SOURCE DOCUMENT:
• • • • • • •

In my previous post, I posted the raw footage recorded from the Nexø II onboard cameras. These videos give an excellent qualitative indication of how well the video downlink worked. I have now also processed the received telemetry data and have a more quantitative idea of the performance.
The first graph shows the bit error rate (red curve) and the rocket altitude (blue curve) as a function of time. The altitude is useful because it shows when important events like apogee and parachute deployment happen. Unfortunately, the bit error rate is in unknown units, but at least we know that 0 means no errors, non-zero means there are errors, and a higher number means more errors than a lower number.
The second graph shows the received packet rate (red curve) and the rocket altitude (blue curve) as a function of time. As we can see from the graph, we have a steady packet rate with only a few dropouts. The large dropout shortly after apogee is caused by the ballute deployment.
The Linux driver for TBS 6902 tuner card we used in the receiver gives us many interesting receiver diagnostics, including RX lock, RSSI, SNR, and BER. Unfortunately, most of these come in unknown units, basically a number between 0 and 65535. Interestingly, the windows software shows meaningful numbers, such as 15 dB SNR. Why can’t the Linux driver give us the same? Please, do let me know if you have any information about it.

• • • • • • •

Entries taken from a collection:
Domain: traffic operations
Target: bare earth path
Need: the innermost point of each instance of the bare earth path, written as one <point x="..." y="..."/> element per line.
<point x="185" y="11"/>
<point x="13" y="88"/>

• • • • • • •

PROBLEMS TO SOLVE:
(1) Reproduce the passage of the telemetry post from "In my previous" up to and including "of the performance.".
(2) List the receiver diagnostics that the telemetry post says the Linux driver for the tuner card provides.
(3) According to the telemetry post, what caused the large dropout in the packet rate shortly after apogee?

EXERCISE RESULTS:
(1)
In my previous post, I posted the raw footage recorded from the Nexø II onboard cameras. These videos give an excellent qualitative indication of how well the video downlink worked. I have now also processed the received telemetry data and have a more quantitative idea of the performance.

(2) RX lock, RSSI, SNR, BER

(3) The ballute deployment.